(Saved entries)
+===+
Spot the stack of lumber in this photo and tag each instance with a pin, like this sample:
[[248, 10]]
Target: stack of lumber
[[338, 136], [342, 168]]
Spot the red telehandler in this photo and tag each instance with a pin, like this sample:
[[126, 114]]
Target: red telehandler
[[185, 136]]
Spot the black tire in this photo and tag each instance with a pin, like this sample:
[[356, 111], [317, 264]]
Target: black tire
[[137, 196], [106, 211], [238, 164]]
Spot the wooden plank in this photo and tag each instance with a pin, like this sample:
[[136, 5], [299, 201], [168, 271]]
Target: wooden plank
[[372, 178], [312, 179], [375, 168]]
+===+
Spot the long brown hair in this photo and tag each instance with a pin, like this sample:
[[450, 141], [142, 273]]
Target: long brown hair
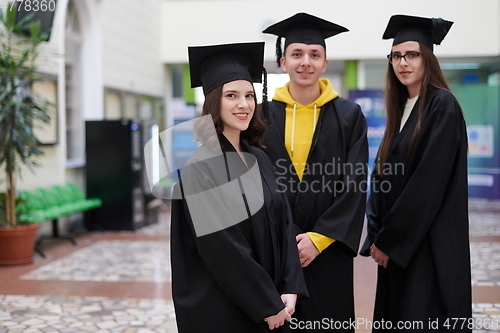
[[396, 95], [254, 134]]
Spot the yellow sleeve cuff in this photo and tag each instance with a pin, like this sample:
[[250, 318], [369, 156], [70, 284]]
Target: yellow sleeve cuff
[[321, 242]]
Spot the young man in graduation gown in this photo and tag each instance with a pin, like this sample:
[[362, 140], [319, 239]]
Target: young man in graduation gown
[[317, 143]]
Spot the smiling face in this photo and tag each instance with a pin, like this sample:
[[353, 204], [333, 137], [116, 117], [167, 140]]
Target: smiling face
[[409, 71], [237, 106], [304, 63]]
+===+
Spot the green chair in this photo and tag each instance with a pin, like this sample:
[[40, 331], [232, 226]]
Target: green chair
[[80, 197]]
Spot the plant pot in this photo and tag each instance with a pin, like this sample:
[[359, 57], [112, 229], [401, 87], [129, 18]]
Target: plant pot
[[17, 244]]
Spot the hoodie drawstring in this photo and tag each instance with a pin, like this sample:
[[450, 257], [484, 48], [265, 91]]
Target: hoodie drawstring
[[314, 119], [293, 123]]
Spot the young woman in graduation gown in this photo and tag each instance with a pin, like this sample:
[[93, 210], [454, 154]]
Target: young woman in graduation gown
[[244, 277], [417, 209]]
+===+
Work request: Here the output must be the lines above from the line with "[[40, 331], [232, 226]]" to the line with "[[450, 257], [484, 48], [265, 91]]", both included, duplicated word for word and nothing else.

Result:
[[40, 331], [232, 226]]
Target: green chair
[[80, 197]]
Spot the plant pot in this photo and tag each instance with a pin, like this sample:
[[359, 57], [112, 229], [401, 87], [129, 18]]
Target: plant pot
[[17, 244]]
Spot the hoodie drawstring in this photo and tag each instance with a pin, like this sample:
[[450, 257], [484, 48], [265, 91]]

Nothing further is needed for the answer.